● **Extracted text**
§ §

13. Nonsolicitation of Employees and Customers. The following nonsolicitation
provisions form a material part of the consideration relied upon by UBI in
entering into this Contract:
a. During the term of Employee's employment and for a period of one (1)
year after Employee's last day of employment, Employee agrees not to
hire, and not to solicit for hire, any then-current employees of UBI
and/or its subsidiaries, or to contact them for the purpose of
inducing them to leave UBI and/or its subsidiaries.
b. During the term of Employee's employment and for a period of one (1)
year after Employee's last day of employment, Employee agrees not to
contact any then-current customers of UBI and/or its subsidiaries for
the purpose of inducing them to leave UBI and/or its subsidiaries or
to discourage them from doing business with UBI and/or its
subsidiaries. Employee agrees that, for such time period, Employee
will not provide the type of services he provided under this Contract
to any person or business customer who was a customer of UBI and/or
its subsidiaries at the time of Employee's departure.

§ §

● **Provided data**
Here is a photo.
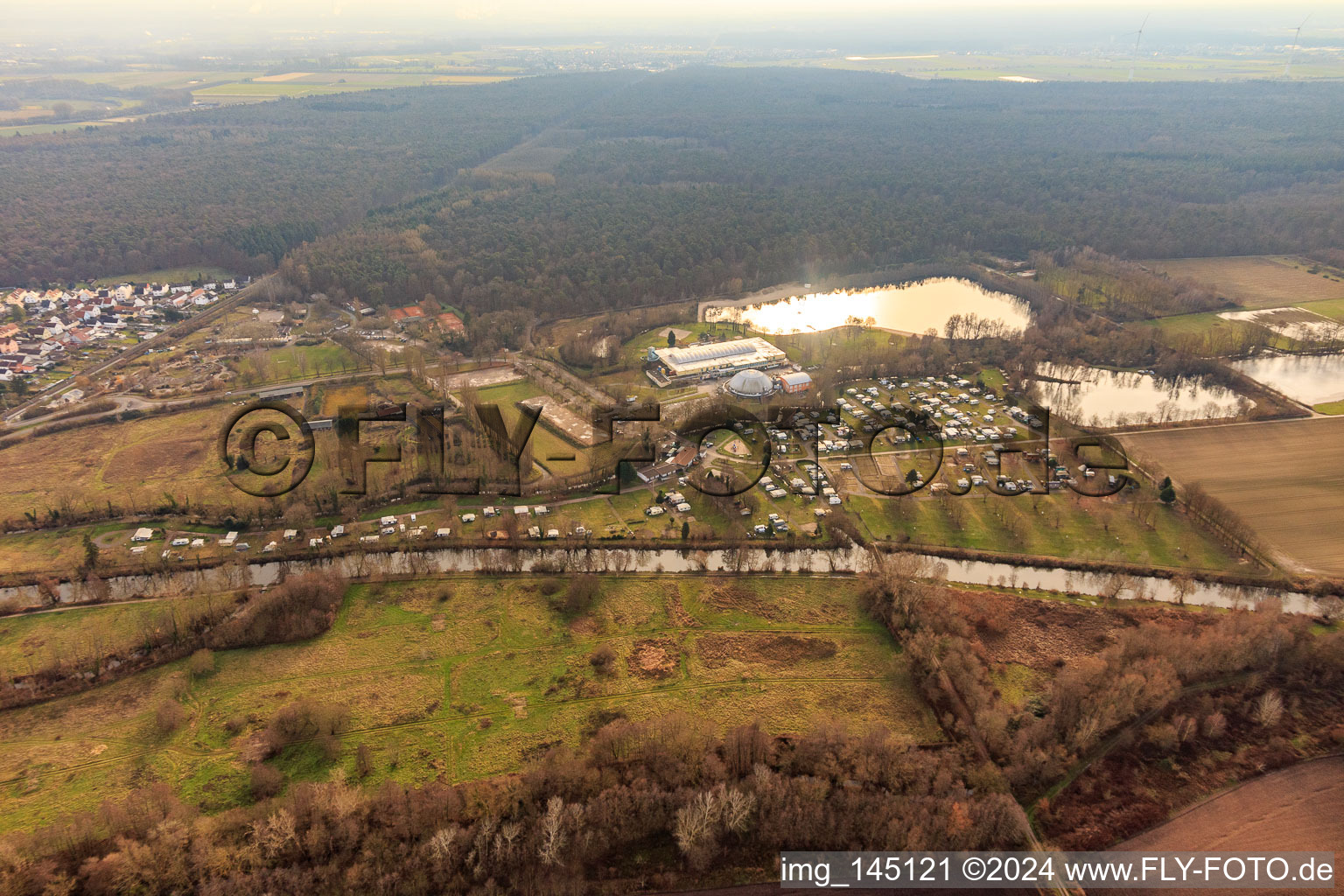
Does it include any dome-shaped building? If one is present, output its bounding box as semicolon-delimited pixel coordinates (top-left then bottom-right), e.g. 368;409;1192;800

§ §

● **Required work**
**A.** Print the stretch of the nonsolicitation clause from "13. Nonsolicitation of" through "and/or its subsidiaries.".
**B.** Sum up the nonsolicitation clause in two sentences.
You won't need the lines for any of this.

● **Exercise responses**
**A.**
13. Nonsolicitation of Employees and Customers. The following nonsolicitation
provisions form a material part of the consideration relied upon by UBI in
entering into this Contract:
a. During the term of Employee's employment and for a period of one (1)
year after Employee's last day of employment, Employee agrees not to
hire, and not to solicit for hire, any then-current employees of UBI
and/or its subsidiaries, or to contact them for the purpose of
inducing them to leave UBI and/or its subsidiaries.

**B.** The nonsolicitation provisions are a material part of the consideration UBI relied on in entering into the Contract. During employment and for one year after, Employee agrees not to hire, solicit, or try to lure away then-current employees of UBI and its subsidiaries, and not to contact then-current customers to draw them away or discourage them from doing business with UBI; for that same period, Employee also will not provide the type of services given under the Contract to anyone who was a customer when Employee left.